(Source material)
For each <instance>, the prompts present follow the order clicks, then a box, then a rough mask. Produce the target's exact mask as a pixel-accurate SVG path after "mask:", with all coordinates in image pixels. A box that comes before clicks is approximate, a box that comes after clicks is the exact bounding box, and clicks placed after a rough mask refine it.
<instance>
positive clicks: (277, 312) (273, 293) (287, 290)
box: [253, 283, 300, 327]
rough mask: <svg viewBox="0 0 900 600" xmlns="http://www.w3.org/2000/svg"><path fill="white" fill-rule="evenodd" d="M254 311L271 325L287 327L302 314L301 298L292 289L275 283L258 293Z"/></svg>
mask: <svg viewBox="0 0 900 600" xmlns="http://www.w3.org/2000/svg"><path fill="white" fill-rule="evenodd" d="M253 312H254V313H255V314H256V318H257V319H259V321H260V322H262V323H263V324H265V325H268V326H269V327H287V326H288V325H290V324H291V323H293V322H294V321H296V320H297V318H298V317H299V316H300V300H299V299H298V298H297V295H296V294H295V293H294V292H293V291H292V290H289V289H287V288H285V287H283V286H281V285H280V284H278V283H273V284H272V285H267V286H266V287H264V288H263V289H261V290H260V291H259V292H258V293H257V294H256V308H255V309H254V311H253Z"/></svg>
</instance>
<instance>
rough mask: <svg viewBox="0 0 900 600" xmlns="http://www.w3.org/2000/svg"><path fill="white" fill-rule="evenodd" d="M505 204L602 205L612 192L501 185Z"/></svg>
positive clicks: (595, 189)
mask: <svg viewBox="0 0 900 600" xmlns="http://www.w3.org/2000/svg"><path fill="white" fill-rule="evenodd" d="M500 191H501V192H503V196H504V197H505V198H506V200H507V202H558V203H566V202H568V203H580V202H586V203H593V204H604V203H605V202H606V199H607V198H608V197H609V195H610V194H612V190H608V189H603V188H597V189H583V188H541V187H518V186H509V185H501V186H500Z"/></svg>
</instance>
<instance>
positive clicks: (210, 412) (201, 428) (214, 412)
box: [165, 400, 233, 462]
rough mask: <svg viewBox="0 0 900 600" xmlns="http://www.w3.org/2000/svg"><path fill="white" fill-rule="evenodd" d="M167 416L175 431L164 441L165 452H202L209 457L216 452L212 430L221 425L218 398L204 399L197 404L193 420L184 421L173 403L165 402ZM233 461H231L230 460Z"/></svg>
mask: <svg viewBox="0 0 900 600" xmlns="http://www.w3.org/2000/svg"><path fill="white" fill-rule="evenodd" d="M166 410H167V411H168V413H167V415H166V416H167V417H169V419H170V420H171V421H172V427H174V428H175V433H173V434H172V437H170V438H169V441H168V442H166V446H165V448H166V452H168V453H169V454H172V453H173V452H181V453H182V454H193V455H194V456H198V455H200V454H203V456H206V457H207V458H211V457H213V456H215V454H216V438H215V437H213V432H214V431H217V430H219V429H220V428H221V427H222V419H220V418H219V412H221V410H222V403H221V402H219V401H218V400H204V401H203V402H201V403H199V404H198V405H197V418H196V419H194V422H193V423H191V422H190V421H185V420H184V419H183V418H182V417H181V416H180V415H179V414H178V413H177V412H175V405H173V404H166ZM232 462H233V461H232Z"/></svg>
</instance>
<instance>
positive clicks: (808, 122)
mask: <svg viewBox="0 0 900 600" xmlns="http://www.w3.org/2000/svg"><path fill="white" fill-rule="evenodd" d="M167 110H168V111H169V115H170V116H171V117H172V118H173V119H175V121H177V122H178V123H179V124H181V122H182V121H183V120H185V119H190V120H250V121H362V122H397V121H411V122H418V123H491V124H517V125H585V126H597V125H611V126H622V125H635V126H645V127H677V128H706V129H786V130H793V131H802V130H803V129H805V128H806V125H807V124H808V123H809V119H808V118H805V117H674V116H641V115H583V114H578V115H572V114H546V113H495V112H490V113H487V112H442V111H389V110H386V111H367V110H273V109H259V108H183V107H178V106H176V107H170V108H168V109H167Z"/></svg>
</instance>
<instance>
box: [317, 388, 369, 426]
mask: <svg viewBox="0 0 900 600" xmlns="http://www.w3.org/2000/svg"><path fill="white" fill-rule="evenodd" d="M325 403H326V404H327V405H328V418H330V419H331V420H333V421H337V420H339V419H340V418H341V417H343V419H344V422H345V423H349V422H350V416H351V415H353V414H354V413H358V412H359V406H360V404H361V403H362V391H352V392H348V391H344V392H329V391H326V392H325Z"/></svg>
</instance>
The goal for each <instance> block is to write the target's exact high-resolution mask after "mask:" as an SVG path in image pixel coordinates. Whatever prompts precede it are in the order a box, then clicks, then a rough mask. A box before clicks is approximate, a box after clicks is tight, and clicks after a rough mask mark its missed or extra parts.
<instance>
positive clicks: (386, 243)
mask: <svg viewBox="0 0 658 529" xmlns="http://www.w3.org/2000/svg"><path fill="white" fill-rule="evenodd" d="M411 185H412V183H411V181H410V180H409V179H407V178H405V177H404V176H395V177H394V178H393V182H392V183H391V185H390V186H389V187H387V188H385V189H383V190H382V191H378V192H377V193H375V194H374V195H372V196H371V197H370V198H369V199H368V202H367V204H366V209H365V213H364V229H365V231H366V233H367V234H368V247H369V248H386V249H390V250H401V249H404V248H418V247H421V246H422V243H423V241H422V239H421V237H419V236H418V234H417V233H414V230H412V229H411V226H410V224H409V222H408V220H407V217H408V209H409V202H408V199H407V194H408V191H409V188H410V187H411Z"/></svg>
(End Source material)
§ Required work:
Can you lay out everything from the start of the records down to the line containing "box: [253, 283, 300, 327]", that line included, as a Markdown table with a Row column numbering each line and a Text column holding it, leaving out blank lines?

§ Result of the exercise:
| Row | Text |
|---|---|
| 1 | For each <instance>, the prompts present follow the order clicks, then a box, then a rough mask. Produce the target's exact mask as a pixel-accurate SVG path after "mask:", with all coordinates in image pixels. A box that comes before clicks is approximate, a box that comes after clicks is the exact bounding box, and clicks placed after a rough mask refine it. |
| 2 | <instance> |
| 3 | positive clicks: (277, 312) (273, 293) (287, 290) |
| 4 | box: [253, 283, 300, 327] |